Isaac_Blanc

Advise needed on compact HiFi componentary for school project

34 posts in this topic

Hello!

About me:

Before I start, may I just explain that my understanding of audio technology is pretty limited. I’ve taught myself the basics but, as this is for a one-off project rather than the beginnings of a hobby, I don’t know much more.

About my project:

For my school resistant-materials project, I’ve decided to build an iPod dock. It will need to amplify and play music. Rather than rely on battery power, it will plug into the wall and the audio input will be a 3.5mm jack. The exterior dimensions will be 400mm x 200mm x 200mm whilst the interior dimensions of the speaker enclosure (a simple non-ported design) will be 350mm x 150mm x 120mm. These dimensions are however not final – I can change my designs if need be. The whole product will be made from Baltic Birch Plywood. The final product needn’t be incredibly loud but I would like the sound quality to be quite good. I have a budget of £100 for audio componentry.

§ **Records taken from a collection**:

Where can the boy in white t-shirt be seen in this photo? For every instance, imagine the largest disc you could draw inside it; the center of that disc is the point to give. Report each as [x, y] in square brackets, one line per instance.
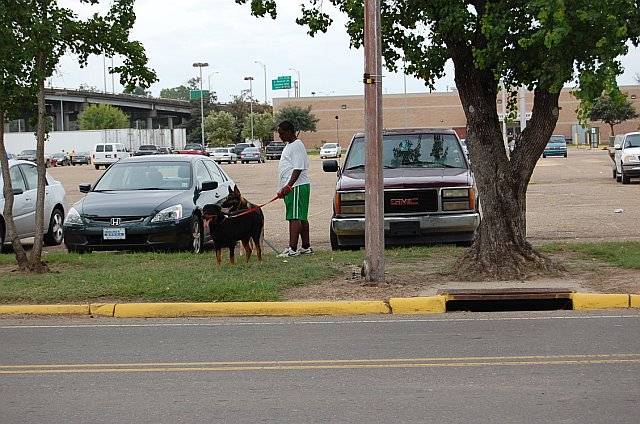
[294, 187]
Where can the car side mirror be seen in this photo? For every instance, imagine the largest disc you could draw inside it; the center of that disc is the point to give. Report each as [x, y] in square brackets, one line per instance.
[209, 185]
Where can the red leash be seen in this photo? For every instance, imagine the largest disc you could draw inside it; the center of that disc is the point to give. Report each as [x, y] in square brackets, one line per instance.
[253, 209]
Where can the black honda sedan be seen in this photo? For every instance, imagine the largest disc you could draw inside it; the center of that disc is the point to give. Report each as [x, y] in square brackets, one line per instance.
[147, 202]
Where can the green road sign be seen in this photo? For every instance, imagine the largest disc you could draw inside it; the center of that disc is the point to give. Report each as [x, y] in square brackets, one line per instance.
[281, 83]
[196, 94]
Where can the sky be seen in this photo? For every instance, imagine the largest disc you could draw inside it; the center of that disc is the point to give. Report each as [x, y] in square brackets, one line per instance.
[225, 35]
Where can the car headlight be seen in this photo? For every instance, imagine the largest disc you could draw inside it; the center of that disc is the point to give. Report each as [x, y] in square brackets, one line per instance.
[73, 217]
[171, 213]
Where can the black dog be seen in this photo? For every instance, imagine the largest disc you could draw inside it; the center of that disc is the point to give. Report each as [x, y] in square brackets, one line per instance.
[227, 229]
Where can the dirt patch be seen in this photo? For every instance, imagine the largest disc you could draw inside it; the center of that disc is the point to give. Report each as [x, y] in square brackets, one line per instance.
[430, 277]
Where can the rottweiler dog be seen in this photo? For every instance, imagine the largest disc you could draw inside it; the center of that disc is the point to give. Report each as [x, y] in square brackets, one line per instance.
[227, 229]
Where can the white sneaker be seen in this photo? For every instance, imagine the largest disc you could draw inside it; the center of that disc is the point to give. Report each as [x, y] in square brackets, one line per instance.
[288, 252]
[307, 251]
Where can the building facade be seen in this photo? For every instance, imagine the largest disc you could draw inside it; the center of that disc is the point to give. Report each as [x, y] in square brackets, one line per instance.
[342, 116]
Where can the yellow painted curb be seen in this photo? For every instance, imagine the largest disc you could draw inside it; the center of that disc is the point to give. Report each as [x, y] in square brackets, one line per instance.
[102, 309]
[228, 309]
[44, 309]
[592, 301]
[419, 305]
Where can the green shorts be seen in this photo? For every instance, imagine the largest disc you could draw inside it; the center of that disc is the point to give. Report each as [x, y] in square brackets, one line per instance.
[297, 202]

§ **GIVEN REQUEST**: Please continue the forum post about building an iPod dock for a school project, starting right after its final sentence.

§ **RESPONSE TO THE EXERCISE**:
Question:

What audio componentry would you recommend I use in this project? As I understand it, I need the following:

A compact amplifier that will accept a 3.5mm audio jack as an input

A pair of full range 4” coaxial drivers

OR:

A compact amplifier that will accept a 3.5mm audio jack as an input

A compact crossover

A pair of 4” woofers

A pair of 1” tweeters

Are these the components I’ll need? If so then what specific parts would you recommend? Any other advice on the project would be greatly appreciated!

Thank you all in advance,

Isaac :-)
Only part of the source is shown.